**WHAT TO DO:**
The lines below that include the word "pixel" are to be reported.

==== DATA LISTING

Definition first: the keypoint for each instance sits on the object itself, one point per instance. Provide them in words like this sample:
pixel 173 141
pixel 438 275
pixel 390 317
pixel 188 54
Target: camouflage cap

========

**FINISHED EXERCISE:**
pixel 173 141
pixel 438 275
pixel 390 317
pixel 188 54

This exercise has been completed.